=== SELECTION ===

# New problem accessing MT



## Xue Sheng

I post and then try and navigate away, the page freezes and I cannot do anything except close the page

I am getting this error

*martialtalk.com is not responding due to a long-running script*

Win 7/Office 2010/IE9


----------



## Bob Hubbard

I'll look into it.


----------



## Xue Sheng

Same problem at home at 20:29

Win7/Office 2007/IE9


----------



## Bob Hubbard

Does it mention which script?


----------



## Xue Sheng

No, it only gives me the error I wrote in the first post


----------



## arnisador

I sometimes get that at work (heavily firewalled) with IE for some sites (I don't access MT from there), but not at home with Firefox.

=== ITEMS ===

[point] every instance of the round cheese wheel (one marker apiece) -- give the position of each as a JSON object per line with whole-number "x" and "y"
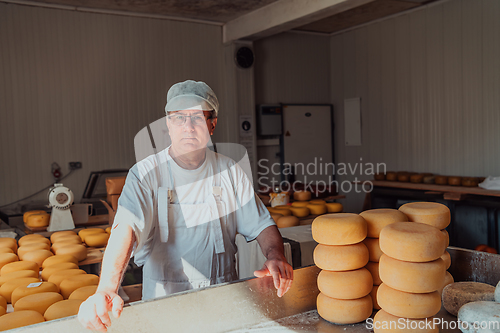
{"x": 38, "y": 302}
{"x": 384, "y": 322}
{"x": 8, "y": 287}
{"x": 16, "y": 275}
{"x": 373, "y": 267}
{"x": 78, "y": 251}
{"x": 456, "y": 295}
{"x": 83, "y": 292}
{"x": 412, "y": 277}
{"x": 373, "y": 248}
{"x": 27, "y": 289}
{"x": 74, "y": 282}
{"x": 344, "y": 311}
{"x": 432, "y": 213}
{"x": 408, "y": 305}
{"x": 38, "y": 256}
{"x": 339, "y": 229}
{"x": 345, "y": 285}
{"x": 287, "y": 221}
{"x": 377, "y": 219}
{"x": 63, "y": 309}
{"x": 340, "y": 257}
{"x": 97, "y": 240}
{"x": 48, "y": 271}
{"x": 59, "y": 276}
{"x": 409, "y": 241}
{"x": 19, "y": 266}
{"x": 317, "y": 209}
{"x": 19, "y": 319}
{"x": 302, "y": 195}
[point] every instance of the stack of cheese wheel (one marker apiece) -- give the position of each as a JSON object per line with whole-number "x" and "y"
{"x": 412, "y": 272}
{"x": 344, "y": 283}
{"x": 376, "y": 220}
{"x": 437, "y": 215}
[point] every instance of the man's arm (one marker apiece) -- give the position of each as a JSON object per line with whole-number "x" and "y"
{"x": 93, "y": 312}
{"x": 271, "y": 243}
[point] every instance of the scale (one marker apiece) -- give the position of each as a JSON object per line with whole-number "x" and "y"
{"x": 60, "y": 200}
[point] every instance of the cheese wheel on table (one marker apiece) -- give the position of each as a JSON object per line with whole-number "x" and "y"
{"x": 38, "y": 302}
{"x": 63, "y": 309}
{"x": 19, "y": 319}
{"x": 408, "y": 305}
{"x": 340, "y": 257}
{"x": 377, "y": 219}
{"x": 409, "y": 241}
{"x": 344, "y": 311}
{"x": 339, "y": 229}
{"x": 345, "y": 285}
{"x": 27, "y": 289}
{"x": 432, "y": 213}
{"x": 74, "y": 282}
{"x": 412, "y": 277}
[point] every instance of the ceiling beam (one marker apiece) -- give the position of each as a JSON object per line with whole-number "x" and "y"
{"x": 283, "y": 15}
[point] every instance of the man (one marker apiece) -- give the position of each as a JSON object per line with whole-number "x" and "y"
{"x": 179, "y": 212}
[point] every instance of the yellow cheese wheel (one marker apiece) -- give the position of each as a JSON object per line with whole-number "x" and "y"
{"x": 408, "y": 305}
{"x": 287, "y": 221}
{"x": 63, "y": 309}
{"x": 59, "y": 276}
{"x": 373, "y": 248}
{"x": 77, "y": 250}
{"x": 302, "y": 195}
{"x": 412, "y": 277}
{"x": 345, "y": 285}
{"x": 48, "y": 271}
{"x": 16, "y": 275}
{"x": 373, "y": 267}
{"x": 409, "y": 241}
{"x": 38, "y": 256}
{"x": 384, "y": 322}
{"x": 377, "y": 219}
{"x": 317, "y": 209}
{"x": 83, "y": 292}
{"x": 8, "y": 287}
{"x": 433, "y": 213}
{"x": 38, "y": 302}
{"x": 84, "y": 232}
{"x": 334, "y": 207}
{"x": 344, "y": 311}
{"x": 20, "y": 266}
{"x": 74, "y": 282}
{"x": 19, "y": 319}
{"x": 340, "y": 257}
{"x": 339, "y": 229}
{"x": 27, "y": 289}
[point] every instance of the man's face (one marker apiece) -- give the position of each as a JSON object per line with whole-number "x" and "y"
{"x": 190, "y": 130}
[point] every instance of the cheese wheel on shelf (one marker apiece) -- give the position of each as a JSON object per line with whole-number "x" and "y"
{"x": 340, "y": 257}
{"x": 27, "y": 289}
{"x": 72, "y": 283}
{"x": 38, "y": 302}
{"x": 63, "y": 309}
{"x": 409, "y": 241}
{"x": 19, "y": 319}
{"x": 412, "y": 277}
{"x": 339, "y": 229}
{"x": 432, "y": 213}
{"x": 344, "y": 311}
{"x": 373, "y": 248}
{"x": 345, "y": 285}
{"x": 408, "y": 305}
{"x": 377, "y": 219}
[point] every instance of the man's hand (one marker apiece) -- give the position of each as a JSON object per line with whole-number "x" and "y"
{"x": 93, "y": 312}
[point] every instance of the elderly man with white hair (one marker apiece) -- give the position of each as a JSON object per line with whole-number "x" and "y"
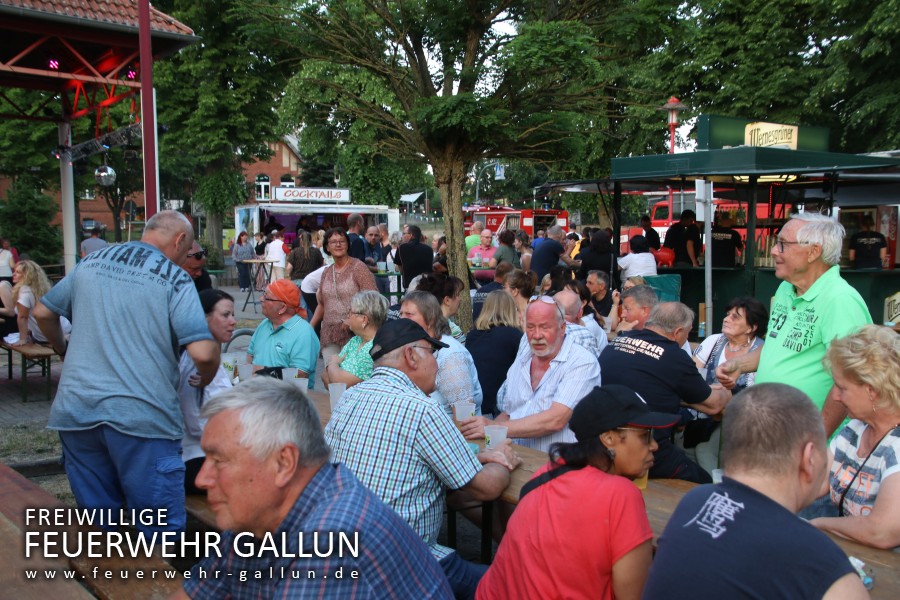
{"x": 812, "y": 306}
{"x": 271, "y": 483}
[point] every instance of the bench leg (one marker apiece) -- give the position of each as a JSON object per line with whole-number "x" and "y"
{"x": 487, "y": 532}
{"x": 24, "y": 379}
{"x": 49, "y": 380}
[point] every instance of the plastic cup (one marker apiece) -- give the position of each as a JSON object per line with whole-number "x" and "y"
{"x": 335, "y": 391}
{"x": 245, "y": 372}
{"x": 641, "y": 482}
{"x": 494, "y": 435}
{"x": 463, "y": 410}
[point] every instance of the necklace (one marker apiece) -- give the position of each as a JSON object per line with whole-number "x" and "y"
{"x": 750, "y": 340}
{"x": 859, "y": 470}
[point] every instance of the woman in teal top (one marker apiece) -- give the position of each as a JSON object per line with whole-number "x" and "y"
{"x": 368, "y": 311}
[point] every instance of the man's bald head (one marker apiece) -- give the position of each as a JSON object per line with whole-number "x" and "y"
{"x": 171, "y": 232}
{"x": 570, "y": 303}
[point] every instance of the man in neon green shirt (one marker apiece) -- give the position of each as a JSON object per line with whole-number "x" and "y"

===

#### WORK TO COMPLETE
Transcribe the forum thread about the freezing page from "I am getting" up to and including "look into it.".

#### OUTPUT OF THE EXERCISE
I am getting this error

*martialtalk.com is not responding due to a long-running script*

Win 7/Office 2010/IE9


----------



## Bob Hubbard

I'll look into it.